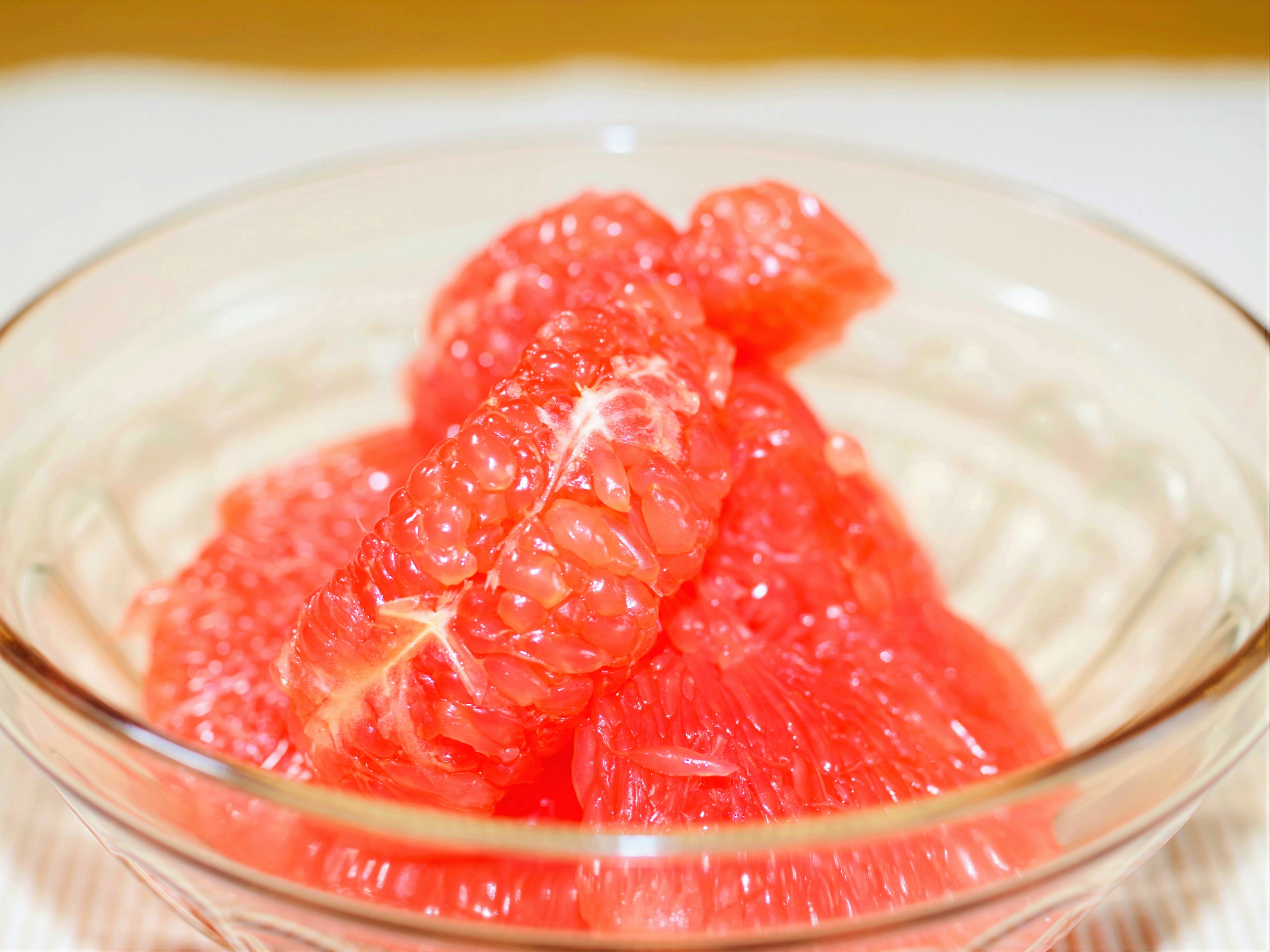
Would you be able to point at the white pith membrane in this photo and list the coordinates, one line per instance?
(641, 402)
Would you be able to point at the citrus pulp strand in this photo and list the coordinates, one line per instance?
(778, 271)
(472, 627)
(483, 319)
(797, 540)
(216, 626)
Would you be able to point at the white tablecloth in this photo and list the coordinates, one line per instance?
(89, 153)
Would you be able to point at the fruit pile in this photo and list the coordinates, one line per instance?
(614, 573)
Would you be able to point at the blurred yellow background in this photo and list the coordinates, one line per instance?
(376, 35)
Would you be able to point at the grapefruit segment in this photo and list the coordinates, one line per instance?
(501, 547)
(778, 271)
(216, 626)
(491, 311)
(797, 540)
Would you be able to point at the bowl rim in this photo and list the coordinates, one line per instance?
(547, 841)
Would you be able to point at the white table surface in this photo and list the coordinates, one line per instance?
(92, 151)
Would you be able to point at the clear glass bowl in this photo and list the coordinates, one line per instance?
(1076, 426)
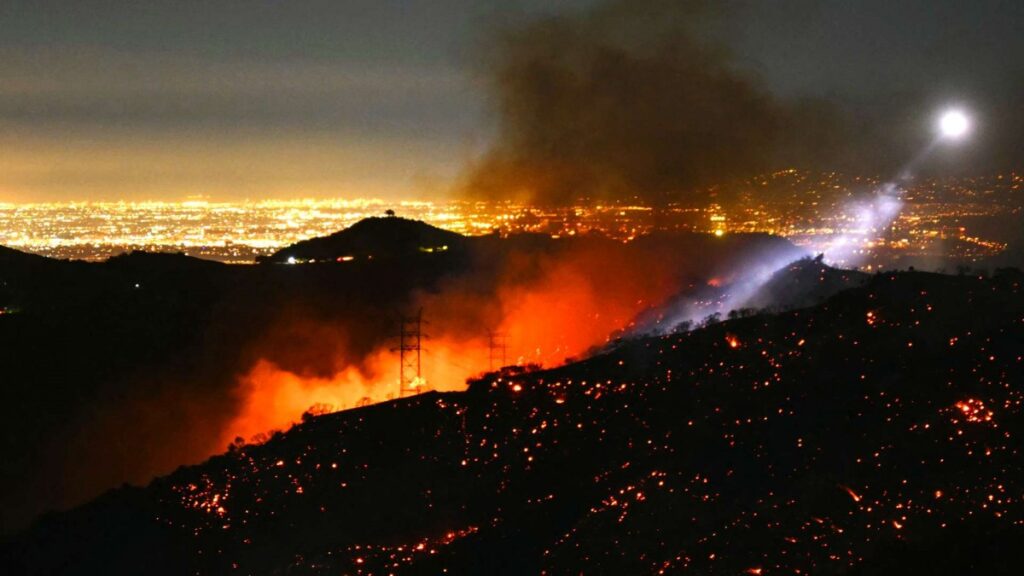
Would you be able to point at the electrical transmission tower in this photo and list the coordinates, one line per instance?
....
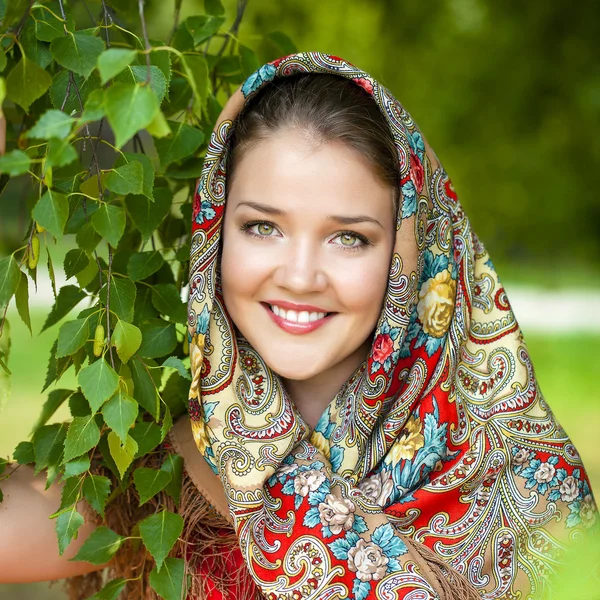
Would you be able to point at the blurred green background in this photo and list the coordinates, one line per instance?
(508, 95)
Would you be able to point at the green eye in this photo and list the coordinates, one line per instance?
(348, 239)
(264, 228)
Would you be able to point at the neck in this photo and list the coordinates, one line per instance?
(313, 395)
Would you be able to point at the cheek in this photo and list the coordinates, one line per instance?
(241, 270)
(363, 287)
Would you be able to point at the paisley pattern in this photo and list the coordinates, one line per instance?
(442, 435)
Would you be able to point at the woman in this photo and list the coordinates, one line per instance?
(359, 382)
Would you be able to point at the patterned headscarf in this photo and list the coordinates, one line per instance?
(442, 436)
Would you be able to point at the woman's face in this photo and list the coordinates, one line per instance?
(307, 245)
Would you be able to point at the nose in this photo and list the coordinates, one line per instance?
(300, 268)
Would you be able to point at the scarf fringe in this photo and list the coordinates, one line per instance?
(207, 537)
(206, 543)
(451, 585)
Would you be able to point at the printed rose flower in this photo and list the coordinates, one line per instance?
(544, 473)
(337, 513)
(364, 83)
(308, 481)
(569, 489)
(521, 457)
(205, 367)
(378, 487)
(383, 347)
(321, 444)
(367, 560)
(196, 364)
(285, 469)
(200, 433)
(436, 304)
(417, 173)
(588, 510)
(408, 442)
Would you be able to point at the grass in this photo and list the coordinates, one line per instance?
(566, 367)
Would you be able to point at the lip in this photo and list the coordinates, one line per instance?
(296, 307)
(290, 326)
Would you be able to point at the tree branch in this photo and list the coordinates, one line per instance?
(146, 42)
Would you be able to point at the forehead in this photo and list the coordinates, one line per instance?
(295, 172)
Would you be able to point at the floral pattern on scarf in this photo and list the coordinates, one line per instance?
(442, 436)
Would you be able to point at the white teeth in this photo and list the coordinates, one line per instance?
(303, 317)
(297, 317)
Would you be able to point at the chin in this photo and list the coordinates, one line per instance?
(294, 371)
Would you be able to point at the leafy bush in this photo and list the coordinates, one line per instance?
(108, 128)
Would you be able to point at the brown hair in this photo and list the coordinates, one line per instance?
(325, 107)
....
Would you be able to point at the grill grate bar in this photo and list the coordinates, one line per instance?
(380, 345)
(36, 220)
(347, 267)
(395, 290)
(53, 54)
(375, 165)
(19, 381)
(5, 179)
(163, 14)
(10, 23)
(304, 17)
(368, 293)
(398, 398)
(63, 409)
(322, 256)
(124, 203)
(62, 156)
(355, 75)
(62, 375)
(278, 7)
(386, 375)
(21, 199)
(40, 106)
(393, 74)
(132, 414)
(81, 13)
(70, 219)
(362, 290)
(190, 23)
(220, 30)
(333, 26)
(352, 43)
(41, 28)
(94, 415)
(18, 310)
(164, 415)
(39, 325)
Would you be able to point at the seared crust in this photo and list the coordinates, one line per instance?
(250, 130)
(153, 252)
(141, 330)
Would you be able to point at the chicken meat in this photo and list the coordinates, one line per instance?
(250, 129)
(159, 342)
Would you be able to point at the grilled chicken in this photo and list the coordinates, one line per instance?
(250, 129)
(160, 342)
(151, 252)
....
TASK OBJECTIVE: From the items above, pull out every line that contains the word "blurred" and copy each one in full.

THE REPLY:
Would you be able to point at the blurred yellow background in this photo and list the coordinates, one line per instance?
Would you be able to point at the blurred green background in this photo and list the coordinates, one line per instance?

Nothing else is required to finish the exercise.